### STATED TASK:
Swap "valued" for "appreciated" in the lines that begin at the one containing "Should you be willing to segment every instance of the turkish" and stop after the one containing "161L141 163L142 165L145". Return only those lines, with nothing else changed.

### MATERIAL TO PROCESS:
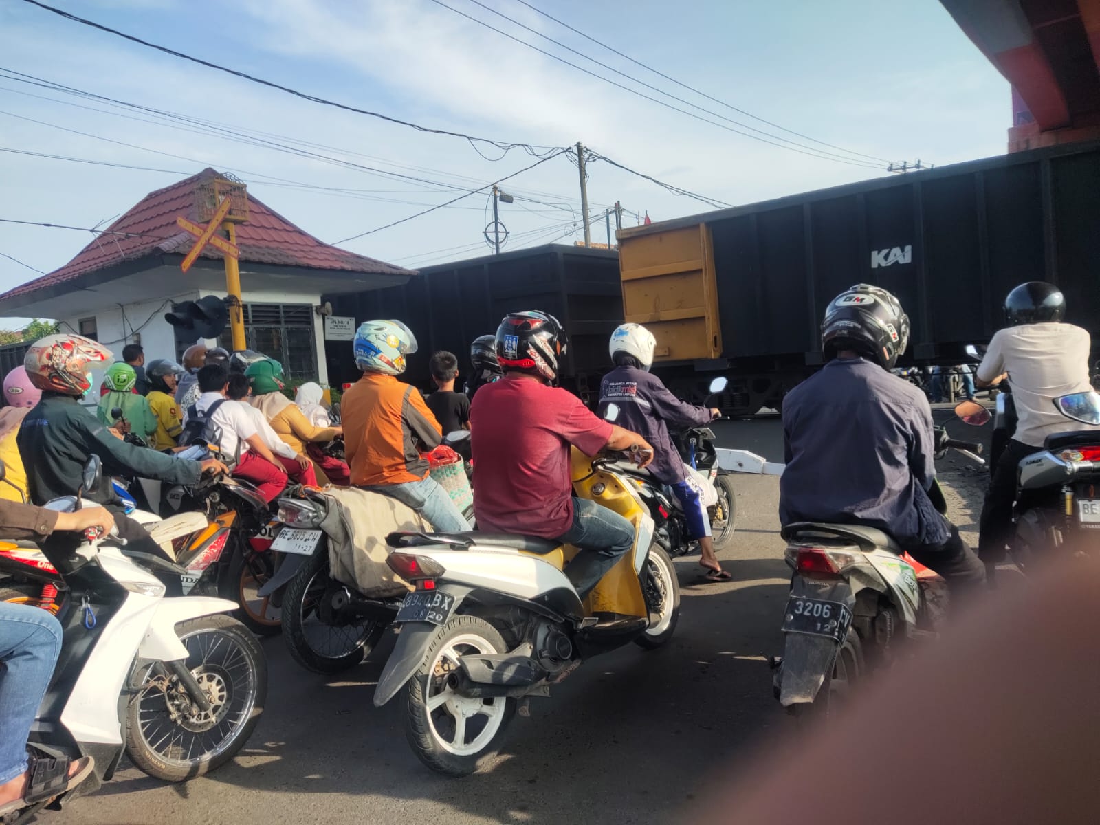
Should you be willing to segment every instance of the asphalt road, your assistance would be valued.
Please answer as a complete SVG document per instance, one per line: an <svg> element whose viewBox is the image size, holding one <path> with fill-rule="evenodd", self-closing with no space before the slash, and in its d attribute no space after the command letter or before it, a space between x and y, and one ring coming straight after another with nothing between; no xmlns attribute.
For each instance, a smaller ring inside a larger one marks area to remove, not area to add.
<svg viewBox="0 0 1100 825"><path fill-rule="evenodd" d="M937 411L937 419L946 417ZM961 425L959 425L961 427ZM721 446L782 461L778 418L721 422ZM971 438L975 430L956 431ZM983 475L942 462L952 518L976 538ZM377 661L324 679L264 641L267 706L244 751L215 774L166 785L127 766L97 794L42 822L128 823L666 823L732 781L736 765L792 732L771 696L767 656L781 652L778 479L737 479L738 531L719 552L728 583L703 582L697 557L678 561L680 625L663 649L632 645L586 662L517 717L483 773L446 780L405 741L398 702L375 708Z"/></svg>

...

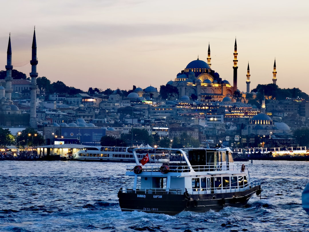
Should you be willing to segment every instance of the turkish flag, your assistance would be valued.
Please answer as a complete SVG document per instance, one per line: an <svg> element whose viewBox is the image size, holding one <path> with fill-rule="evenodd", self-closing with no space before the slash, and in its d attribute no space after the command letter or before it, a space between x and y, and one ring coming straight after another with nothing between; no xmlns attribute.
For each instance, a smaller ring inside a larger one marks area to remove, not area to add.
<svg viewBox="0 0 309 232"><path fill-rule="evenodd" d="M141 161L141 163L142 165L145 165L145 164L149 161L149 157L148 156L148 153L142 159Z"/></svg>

### TASK OUTPUT:
Should you be willing to segment every instance of the turkish flag, your assistance would be appreciated.
Please answer as a complete SVG document per instance, one per line: an <svg> element whose viewBox is the image size, holding one <path> with fill-rule="evenodd", self-closing with no space before the slash, and in its d attribute no space after the command letter or before it, a space between x and y, and one ring coming straight after another with nothing between; no xmlns attribute.
For each instance, a smaller ring inside a larger one marks area to remove, not area to add.
<svg viewBox="0 0 309 232"><path fill-rule="evenodd" d="M141 161L141 163L142 165L145 165L145 164L149 161L149 157L148 156L148 153L142 159Z"/></svg>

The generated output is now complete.